# Source text:
After fifteen years in Los Angeles, and thanks to a family member who worked in healthcare, I used to have access to some of the best doctors in the world. I also had access to an individual PPO (Preferred Provider Organization) insurance plan. These don’t really exist in Texas; the ones that do are cost prohibitive. Most people who have PPOs in Texas work for a corporation or the government. For the first time in my life, I had an HMO (Health Maintenance Organization), which is absolutely awful.

There are a lot of differences between HMOs and PPOs, like the flexibility of coverage and cost. For me the chief one, and the reason I always paid for a PPO, is that PPOs do not require patients to maintain a primary care physician, allowing them to see different doctors of their choice at any time, including specialists, without needing, and waiting for, a referral.

While waiting to see a doctor, for the referral, for my insurance to approve the referral — I seriously considered that I’d made a huge mistake, simply for the medical care I’d left behind.

My stomach issue resolved. It was indeed just stress, and now that I have a relationship with a primary care physician things seem a bit easier and more efficient in terms of getting in to see specialists and whatnot. A bit.

Stored data entries:
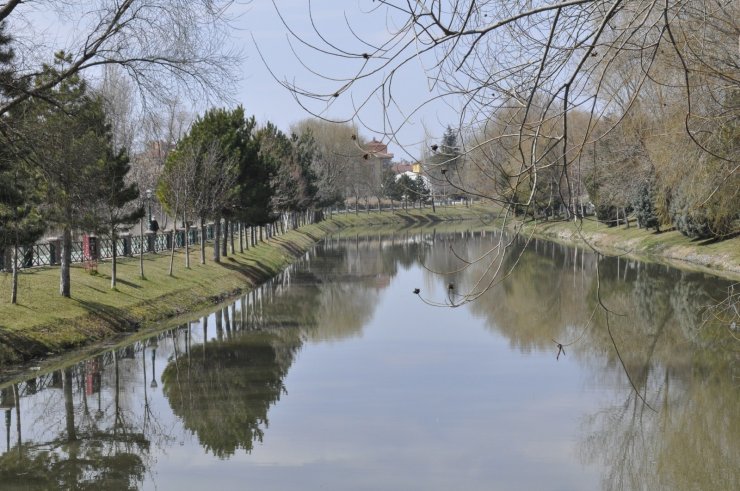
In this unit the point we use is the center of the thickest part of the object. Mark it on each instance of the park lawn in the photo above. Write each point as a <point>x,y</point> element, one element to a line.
<point>718,257</point>
<point>43,322</point>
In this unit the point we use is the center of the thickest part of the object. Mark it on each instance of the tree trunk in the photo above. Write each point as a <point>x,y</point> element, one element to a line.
<point>14,289</point>
<point>113,259</point>
<point>225,241</point>
<point>231,236</point>
<point>217,241</point>
<point>202,241</point>
<point>241,237</point>
<point>141,248</point>
<point>174,236</point>
<point>64,279</point>
<point>187,240</point>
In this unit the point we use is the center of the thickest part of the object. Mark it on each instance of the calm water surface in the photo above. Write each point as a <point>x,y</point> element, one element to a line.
<point>335,376</point>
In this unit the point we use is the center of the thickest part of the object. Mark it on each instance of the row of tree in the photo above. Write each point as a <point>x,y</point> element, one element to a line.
<point>68,165</point>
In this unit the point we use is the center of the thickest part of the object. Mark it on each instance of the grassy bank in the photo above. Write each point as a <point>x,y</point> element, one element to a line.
<point>44,323</point>
<point>717,257</point>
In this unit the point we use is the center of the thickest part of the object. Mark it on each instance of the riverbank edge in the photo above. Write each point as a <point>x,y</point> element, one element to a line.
<point>23,347</point>
<point>720,259</point>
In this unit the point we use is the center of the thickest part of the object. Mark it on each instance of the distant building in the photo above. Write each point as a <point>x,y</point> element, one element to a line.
<point>379,150</point>
<point>401,167</point>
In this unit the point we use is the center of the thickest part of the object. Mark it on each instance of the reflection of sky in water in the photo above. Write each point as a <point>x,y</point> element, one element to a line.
<point>425,399</point>
<point>418,398</point>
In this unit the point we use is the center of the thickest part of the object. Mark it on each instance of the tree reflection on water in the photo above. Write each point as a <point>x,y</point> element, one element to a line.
<point>102,423</point>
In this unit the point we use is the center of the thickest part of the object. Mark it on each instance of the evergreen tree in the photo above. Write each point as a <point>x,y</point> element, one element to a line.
<point>67,141</point>
<point>114,198</point>
<point>20,217</point>
<point>644,205</point>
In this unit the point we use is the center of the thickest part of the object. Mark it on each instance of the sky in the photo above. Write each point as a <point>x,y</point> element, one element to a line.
<point>258,28</point>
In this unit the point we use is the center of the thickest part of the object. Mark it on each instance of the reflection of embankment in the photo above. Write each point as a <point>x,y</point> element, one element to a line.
<point>684,368</point>
<point>77,438</point>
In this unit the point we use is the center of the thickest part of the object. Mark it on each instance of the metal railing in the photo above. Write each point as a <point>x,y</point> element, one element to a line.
<point>49,253</point>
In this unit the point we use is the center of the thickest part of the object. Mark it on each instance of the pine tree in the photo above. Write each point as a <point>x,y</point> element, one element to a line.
<point>115,198</point>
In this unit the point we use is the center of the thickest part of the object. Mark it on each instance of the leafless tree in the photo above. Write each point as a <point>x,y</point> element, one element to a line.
<point>165,47</point>
<point>558,75</point>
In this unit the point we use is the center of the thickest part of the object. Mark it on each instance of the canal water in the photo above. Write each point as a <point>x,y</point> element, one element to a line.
<point>568,372</point>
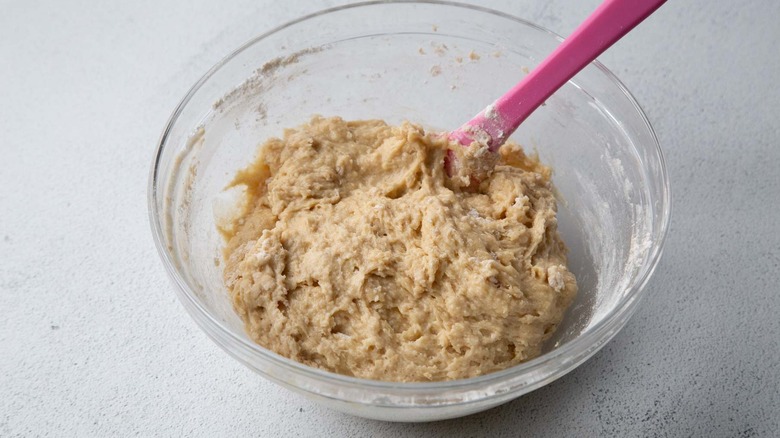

# Instructions:
- a) Answer these questions about the insurance text.
(i) What type of insurance plan did the writer have for the first time in their life?
(ii) What do PPOs not require patients to maintain?
(iii) What turned out to be the cause of the writer's stomach issue?
- b) Write out the insurance text from "My stomach issue" up to and including "whatnot. A bit.", switching "stomach" for "back".

# Answers:
- a)
(i) An HMO (Health Maintenance Organization).
(ii) A primary care physician.
(iii) Stress.

- b)
My back issue resolved. It was indeed just stress, and now that I have a relationship with a primary care physician things seem a bit easier and more efficient in terms of getting in to see specialists and whatnot. A bit.